■ **WORK TO DO**
Copy the records from the start through the line with "x=486 y=431", both ends and all requests included, and scale every coordinate in the answers by 2.25, rounding to whole numbers with halves going up. Leave any numbers in the requests and their format samples unchanged.

■ **RECORDS FOR THIS TASK**
---*---

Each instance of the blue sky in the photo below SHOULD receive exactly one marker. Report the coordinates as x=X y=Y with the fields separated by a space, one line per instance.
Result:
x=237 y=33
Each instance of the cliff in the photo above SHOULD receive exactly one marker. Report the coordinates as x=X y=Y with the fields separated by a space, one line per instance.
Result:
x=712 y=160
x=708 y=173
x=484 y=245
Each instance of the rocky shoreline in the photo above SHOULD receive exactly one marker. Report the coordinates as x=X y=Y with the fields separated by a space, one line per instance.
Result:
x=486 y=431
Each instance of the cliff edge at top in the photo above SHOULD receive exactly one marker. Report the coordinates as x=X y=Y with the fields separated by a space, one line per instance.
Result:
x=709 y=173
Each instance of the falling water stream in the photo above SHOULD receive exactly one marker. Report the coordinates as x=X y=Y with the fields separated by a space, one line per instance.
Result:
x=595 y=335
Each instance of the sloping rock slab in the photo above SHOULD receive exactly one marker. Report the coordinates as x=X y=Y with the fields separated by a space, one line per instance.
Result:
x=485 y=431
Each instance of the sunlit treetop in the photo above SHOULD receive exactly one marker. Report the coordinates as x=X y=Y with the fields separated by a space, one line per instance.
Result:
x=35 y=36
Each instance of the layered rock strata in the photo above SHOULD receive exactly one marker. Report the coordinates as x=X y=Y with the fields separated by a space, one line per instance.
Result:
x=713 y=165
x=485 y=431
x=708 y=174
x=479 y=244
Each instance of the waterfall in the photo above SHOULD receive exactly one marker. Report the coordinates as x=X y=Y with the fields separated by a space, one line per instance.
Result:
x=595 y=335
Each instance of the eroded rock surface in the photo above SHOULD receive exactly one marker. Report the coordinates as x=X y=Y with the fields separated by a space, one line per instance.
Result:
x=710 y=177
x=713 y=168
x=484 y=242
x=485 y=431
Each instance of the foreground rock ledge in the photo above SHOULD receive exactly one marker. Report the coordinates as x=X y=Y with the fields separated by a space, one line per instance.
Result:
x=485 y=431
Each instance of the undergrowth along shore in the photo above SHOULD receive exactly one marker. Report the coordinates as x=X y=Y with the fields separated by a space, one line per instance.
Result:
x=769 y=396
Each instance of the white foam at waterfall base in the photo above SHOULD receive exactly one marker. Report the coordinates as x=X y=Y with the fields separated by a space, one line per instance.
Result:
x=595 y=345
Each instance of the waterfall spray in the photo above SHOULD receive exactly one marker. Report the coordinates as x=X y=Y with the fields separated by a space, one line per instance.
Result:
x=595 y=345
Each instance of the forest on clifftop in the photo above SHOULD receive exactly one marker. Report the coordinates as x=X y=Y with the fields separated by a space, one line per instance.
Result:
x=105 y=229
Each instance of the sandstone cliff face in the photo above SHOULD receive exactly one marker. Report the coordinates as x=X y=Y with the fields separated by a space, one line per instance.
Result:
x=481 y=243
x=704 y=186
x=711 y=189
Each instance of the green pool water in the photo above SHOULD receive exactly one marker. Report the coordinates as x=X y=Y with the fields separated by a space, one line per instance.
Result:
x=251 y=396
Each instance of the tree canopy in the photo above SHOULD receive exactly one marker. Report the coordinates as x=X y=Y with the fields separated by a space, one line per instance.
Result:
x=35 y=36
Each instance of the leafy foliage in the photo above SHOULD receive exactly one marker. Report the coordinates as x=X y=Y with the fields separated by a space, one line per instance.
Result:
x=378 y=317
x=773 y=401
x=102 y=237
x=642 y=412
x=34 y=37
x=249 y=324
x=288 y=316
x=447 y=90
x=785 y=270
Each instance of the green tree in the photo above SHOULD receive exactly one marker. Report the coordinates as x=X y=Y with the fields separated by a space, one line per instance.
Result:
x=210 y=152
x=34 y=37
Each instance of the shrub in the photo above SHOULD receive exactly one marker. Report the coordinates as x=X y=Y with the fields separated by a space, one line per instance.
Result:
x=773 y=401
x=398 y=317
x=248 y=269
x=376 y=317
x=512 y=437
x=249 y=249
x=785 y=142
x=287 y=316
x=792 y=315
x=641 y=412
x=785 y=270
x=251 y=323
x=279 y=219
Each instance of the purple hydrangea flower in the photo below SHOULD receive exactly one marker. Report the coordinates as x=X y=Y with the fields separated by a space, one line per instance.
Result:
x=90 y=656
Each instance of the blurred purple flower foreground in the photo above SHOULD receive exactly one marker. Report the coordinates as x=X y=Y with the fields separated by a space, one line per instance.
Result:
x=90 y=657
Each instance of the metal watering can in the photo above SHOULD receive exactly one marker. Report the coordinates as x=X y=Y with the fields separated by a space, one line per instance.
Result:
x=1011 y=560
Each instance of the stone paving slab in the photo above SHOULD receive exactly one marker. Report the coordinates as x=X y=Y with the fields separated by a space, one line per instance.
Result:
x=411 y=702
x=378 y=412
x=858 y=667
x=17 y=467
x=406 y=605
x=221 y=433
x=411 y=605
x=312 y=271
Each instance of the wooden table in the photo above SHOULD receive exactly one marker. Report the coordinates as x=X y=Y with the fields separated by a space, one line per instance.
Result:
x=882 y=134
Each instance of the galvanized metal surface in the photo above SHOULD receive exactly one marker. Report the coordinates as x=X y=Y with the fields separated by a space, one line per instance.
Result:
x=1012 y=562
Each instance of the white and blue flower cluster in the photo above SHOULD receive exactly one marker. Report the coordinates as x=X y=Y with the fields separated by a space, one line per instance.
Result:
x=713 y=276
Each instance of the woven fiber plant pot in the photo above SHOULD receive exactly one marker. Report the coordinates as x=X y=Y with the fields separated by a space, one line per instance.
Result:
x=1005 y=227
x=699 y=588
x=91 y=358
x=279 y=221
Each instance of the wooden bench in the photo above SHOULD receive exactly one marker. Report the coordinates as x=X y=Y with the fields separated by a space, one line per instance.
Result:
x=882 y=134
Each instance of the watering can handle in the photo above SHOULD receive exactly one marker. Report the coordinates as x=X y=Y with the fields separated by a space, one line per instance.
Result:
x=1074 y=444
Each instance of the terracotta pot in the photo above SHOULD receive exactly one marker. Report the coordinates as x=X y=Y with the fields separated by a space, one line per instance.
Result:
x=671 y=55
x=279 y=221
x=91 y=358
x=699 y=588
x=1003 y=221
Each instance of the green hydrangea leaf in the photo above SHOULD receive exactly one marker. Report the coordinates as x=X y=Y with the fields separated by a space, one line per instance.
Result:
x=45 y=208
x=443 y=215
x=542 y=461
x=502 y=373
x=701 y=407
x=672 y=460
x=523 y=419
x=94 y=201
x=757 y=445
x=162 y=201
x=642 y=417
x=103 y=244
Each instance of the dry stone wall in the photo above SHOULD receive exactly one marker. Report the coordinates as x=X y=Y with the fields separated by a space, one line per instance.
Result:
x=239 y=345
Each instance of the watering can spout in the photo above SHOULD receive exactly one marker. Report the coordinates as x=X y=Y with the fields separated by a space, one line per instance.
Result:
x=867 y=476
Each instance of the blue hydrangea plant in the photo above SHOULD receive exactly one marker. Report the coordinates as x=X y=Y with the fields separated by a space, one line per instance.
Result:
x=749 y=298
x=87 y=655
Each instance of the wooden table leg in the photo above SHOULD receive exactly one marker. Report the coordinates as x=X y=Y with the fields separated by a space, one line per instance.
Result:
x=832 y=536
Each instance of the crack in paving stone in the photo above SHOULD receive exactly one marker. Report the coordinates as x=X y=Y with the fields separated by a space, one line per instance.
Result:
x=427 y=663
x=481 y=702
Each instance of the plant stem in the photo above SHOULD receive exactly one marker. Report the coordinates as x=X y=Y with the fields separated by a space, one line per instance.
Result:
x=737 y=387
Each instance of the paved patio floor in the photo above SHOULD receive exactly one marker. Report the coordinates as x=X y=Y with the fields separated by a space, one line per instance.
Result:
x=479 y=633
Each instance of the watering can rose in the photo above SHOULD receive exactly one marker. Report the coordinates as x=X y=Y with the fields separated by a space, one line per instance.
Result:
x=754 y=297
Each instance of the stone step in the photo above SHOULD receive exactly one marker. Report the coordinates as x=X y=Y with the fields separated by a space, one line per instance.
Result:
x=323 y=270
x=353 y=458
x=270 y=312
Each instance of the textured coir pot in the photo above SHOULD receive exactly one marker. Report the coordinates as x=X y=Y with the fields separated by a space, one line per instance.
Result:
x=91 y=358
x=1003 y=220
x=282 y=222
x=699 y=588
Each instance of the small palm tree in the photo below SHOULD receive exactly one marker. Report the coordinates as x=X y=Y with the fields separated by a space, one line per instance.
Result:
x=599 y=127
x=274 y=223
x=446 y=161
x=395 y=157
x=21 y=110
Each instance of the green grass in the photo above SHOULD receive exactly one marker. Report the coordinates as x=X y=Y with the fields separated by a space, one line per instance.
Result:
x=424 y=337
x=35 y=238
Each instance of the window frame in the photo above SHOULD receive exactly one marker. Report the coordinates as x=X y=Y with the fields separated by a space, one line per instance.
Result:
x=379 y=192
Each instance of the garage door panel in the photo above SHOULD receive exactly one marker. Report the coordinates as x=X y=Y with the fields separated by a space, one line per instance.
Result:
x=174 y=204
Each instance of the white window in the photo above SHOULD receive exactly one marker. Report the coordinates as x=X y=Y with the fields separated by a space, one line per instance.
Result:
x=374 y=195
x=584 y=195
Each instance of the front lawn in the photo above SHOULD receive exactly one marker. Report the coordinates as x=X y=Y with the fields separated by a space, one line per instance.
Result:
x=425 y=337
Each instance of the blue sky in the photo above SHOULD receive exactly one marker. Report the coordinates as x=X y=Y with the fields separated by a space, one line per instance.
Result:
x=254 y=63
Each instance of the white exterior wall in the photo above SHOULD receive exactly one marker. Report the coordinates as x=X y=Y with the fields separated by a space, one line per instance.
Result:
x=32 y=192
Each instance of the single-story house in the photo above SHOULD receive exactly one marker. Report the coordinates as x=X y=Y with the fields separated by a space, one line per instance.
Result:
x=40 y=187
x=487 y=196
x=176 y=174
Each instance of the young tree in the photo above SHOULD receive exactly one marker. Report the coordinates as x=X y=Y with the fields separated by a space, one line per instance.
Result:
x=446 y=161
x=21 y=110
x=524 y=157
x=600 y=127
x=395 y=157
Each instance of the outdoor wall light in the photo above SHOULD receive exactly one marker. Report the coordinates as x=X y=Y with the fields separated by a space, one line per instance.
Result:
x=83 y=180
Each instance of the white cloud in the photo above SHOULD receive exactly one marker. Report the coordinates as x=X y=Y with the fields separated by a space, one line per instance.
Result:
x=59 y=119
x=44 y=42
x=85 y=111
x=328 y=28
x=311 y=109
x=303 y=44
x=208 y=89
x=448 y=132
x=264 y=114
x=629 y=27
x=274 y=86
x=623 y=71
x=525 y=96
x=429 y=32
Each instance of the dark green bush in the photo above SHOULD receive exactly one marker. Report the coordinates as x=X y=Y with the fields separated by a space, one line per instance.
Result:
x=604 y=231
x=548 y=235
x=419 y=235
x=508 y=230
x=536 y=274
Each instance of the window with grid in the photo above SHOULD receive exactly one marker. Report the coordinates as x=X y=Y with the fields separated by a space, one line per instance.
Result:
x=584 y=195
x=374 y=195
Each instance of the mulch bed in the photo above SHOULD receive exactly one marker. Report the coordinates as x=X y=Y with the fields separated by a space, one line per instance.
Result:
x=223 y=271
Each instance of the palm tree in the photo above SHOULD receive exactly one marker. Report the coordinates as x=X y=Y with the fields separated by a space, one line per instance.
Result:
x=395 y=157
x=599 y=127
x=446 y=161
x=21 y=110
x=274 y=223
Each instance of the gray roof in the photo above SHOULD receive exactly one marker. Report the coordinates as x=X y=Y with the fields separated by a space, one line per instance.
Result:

---*---

■ **EXPECTED ANSWER**
Each instance of the blue sky in the photo below SHOULD receive exactly one marker. Report the coordinates as x=X y=Y with the fields separated by a space, one line per instance.
Result:
x=533 y=74
Each instance of the cliff in the photo above SHOULD receive exactly one marker. Report the coordinates as x=X y=Y with the fields separated by a space, one line per instance.
Result:
x=1602 y=360
x=1593 y=389
x=1089 y=551
Each instance of the rocky shoreline in the photo above SHOULD receive exactly one marker. Report the coordinates as x=X y=Y with the fields separated by a space, one line per instance.
Result:
x=1094 y=970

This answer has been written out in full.